Task list:
[a] In the blog excerpt, what are the names of Frank's girlfriends?
[b] Go on writing the blog excerpt, picking up right after its final sentence.

I bought a guitar. Did I tell you?




© 2010 E.Gosney

1.23.10

Meet Frank.
He's a snow man with nice eyebrows and cute ears.


Meet Frank's girlfriends. Sarah and Elizabeth. ;o)


I figured it was probably time to stop hating the snow and just embrace it.
Sarah did. Literally.


1.22.10 #2

This Week's Playlist:

1) World Spins Madly On -- The Weepies
2) Don't Stop Believin' -- 'Glee' Cast

3) Give Me the Simple Life -- Jamie Cullum

4) I'd Rather Be With You -- Joshua Radin

5) The Best is Yet to Come -- Michael Buble
6) Can't Go Back Now -- The Weepies
7) Cast Off Dance Off -- Shark Speed

8) What If I Loved You -- Joey Gian
9) Defying Gravity -- 'Glee' Cast

10) Someone Else's Life -- Joshua Radin
11) Haven't Met You Yet -- Michael Buble
12) Dancing with Myself -- 'Glee' Cast
13) Good Mornin' Life -- Dean Martin

1.22.10

© 2010 E.Gosney

It's been blowing like crazy the past couple days. I forgot how much I love the wind. Even when its chill stings my cheeks and its gusts push me around like a mosh pit. In fact, that's what I love about it. It smells good too. I can smell the death in it -- the decayed leaves and grass -- but I can smell a hint of spring. It may only be January, but maybe it's mother nature's way of letting us know she's still there. It won't be long and the dreariness of winter will be over.

Records supplied:
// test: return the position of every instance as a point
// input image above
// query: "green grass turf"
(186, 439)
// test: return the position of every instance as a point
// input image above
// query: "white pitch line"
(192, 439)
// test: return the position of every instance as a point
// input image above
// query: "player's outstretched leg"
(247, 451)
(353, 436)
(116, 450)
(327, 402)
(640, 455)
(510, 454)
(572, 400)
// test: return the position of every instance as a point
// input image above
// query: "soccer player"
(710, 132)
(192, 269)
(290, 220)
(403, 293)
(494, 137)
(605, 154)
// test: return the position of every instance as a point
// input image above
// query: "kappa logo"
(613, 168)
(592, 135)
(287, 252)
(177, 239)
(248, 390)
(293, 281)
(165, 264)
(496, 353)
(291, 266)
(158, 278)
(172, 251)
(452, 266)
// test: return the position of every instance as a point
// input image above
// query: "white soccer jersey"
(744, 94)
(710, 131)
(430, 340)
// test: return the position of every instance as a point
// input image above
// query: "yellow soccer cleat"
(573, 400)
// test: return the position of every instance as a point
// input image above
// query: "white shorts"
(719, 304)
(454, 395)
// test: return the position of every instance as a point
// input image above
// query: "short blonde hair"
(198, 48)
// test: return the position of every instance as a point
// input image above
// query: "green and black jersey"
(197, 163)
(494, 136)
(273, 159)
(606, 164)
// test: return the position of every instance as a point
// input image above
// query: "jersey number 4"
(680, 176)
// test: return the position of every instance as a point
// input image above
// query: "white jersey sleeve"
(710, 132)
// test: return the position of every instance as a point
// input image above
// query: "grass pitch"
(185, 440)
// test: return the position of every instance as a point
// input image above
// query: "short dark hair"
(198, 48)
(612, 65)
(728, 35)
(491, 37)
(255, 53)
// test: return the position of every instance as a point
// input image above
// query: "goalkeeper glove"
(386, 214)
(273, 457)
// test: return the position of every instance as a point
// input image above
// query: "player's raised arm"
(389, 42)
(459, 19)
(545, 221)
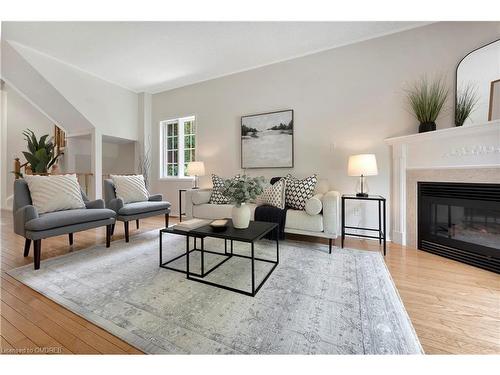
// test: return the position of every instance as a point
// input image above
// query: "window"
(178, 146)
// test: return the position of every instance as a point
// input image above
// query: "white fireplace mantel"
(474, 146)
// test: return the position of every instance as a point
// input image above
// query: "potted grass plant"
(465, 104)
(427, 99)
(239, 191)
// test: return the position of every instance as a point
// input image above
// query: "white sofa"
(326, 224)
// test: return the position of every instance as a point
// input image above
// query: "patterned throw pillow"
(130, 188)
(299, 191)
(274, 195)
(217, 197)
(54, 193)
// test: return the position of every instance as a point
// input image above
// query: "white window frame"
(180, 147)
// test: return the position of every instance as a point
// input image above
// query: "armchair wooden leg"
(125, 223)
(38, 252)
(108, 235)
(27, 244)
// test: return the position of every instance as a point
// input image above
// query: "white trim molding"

Expected answers:
[a] Sarah and Elizabeth

[b]
My roommate said I was talking in my sleep last night. I was asking where Maggie was. I don't know any Maggie's. But if Deon and Dillan have a girl, they want to name her Maggie. If they have a girl, let the record show that I called it. Yes, this is another example of my psychic ability.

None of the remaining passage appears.